課題の詳細: 風しんの解説文のうち「風しんは、風しんウイルスによ」から「と予防接種を受けてください。」までの部分を、「社会全体」を「地域全体」に置き換えて修正してください。

読解用抜粋:

オトナと子どもでは、同じVPDでも症状や接種スケジュールが異なります。オトナのVPDとワクチンについて解説します。
風しんは、風しんウイルスによっておこる、感染力が強いVPDです。日本ではワクチンの接種が不十分な働き盛りの年代(特に男性)で流行しています。たとえ症状が軽くても周りの人への感染力があれば、結果として感染を広げてしまうことがあります。
妊娠初期に感染すると、おなかの赤ちゃんの眼や耳や心臓などに先天性の障害がおこります(先天性風しん症候群)。1歳前までに亡くなることも少なくありません。そのため、社会全体での予防が重要です。
2022年3月31日までの期間限定で、風しんの抗体保有率の低い世代の男性に風しん感染拡大防止のための追加対策を実施します。風しんの抗体価が低い人には原則無料でMRワクチンを接種できます。お住まいの自治体から届くクーポン券を使って、風しんの抗体検査と予防接種を受けてください。
MRワクチン 1回
風しん第5期定期予防接種の対象:昭和37年4月2日~昭和54年4月1日生まれの男性
妊娠初期に風しんウイルスに感染すると、先天性風しん症候群のリスクが高まります。生ワクチンのため妊娠中は接種できませんので、妊娠前にパートナーや家族と一緒にMRワクチンを2回接種しましょう。すでに妊娠している場合には、周囲の人にワクチン接種について理解して、ぜひ接種してもらうようにしましょう。
妊婦や妊娠出産年齢の女性と日常的に接する事業所では、妊婦への感染予防としてワクチン接種を行っているところもあります。公共交通機関を利用して通勤や通学、移動をしている人も、知らないうちに妊婦にうつしてしまう可能性があります。妊婦やおなかの赤ちゃんを守るためにも、MRワクチンを接種してください。

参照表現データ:
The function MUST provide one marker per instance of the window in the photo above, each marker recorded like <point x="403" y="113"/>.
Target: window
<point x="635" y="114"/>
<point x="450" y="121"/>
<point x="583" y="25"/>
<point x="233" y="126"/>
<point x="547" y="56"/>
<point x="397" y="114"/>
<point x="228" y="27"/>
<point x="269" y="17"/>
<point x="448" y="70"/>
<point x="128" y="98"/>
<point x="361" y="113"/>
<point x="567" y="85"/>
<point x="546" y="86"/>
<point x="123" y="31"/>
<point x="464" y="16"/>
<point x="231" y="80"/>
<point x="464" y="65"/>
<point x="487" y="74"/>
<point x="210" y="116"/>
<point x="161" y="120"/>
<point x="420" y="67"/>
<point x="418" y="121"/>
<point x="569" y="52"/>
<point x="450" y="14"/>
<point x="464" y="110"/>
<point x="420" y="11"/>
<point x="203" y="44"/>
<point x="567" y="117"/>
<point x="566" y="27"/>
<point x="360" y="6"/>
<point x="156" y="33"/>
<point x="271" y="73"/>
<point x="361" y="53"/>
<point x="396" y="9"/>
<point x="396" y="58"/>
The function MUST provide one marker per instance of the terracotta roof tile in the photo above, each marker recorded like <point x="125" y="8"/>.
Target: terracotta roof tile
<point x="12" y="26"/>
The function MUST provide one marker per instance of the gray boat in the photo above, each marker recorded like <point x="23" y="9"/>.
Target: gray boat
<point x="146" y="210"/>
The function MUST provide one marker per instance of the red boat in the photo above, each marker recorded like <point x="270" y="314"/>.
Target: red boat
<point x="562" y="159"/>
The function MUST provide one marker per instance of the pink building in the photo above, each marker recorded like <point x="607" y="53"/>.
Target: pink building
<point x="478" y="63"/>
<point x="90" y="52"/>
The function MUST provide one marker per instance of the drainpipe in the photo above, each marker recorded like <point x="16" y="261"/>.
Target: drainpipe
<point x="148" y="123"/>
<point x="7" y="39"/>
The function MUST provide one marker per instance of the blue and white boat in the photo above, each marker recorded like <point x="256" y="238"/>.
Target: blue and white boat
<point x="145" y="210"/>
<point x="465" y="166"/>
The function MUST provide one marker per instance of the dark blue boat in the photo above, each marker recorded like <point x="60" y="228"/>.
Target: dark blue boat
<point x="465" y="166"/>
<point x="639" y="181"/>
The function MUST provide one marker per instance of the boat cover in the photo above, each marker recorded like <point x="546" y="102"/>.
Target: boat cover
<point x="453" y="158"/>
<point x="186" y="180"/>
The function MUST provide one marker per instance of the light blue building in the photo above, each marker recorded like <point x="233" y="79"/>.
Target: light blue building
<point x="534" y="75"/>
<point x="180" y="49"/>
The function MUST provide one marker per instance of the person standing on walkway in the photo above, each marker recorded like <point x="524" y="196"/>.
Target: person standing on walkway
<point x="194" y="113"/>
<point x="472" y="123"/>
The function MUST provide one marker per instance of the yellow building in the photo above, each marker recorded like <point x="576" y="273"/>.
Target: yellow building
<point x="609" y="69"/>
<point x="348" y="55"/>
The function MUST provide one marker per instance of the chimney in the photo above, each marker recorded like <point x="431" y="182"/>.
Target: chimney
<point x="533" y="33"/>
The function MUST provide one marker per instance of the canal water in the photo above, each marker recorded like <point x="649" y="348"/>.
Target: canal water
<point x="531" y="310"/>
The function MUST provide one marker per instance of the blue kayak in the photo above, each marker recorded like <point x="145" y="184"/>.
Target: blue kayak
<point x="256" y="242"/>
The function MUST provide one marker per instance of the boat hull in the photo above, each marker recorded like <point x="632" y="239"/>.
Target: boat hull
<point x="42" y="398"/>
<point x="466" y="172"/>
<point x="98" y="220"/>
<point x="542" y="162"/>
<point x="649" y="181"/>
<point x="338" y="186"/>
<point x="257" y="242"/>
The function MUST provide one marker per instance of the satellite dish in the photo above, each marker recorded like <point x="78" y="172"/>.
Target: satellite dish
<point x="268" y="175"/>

解答欄:
風しんは、風しんウイルスによっておこる、感染力が強いVPDです。日本ではワクチンの接種が不十分な働き盛りの年代(特に男性)で流行しています。たとえ症状が軽くても周りの人への感染力があれば、結果として感染を広げてしまうことがあります。
妊娠初期に感染すると、おなかの赤ちゃんの眼や耳や心臓などに先天性の障害がおこります(先天性風しん症候群)。1歳前までに亡くなることも少なくありません。そのため、地域全体での予防が重要です。
2022年3月31日までの期間限定で、風しんの抗体保有率の低い世代の男性に風しん感染拡大防止のための追加対策を実施します。風しんの抗体価が低い人には原則無料でMRワクチンを接種できます。お住まいの自治体から届くクーポン券を使って、風しんの抗体検査と予防接種を受けてください。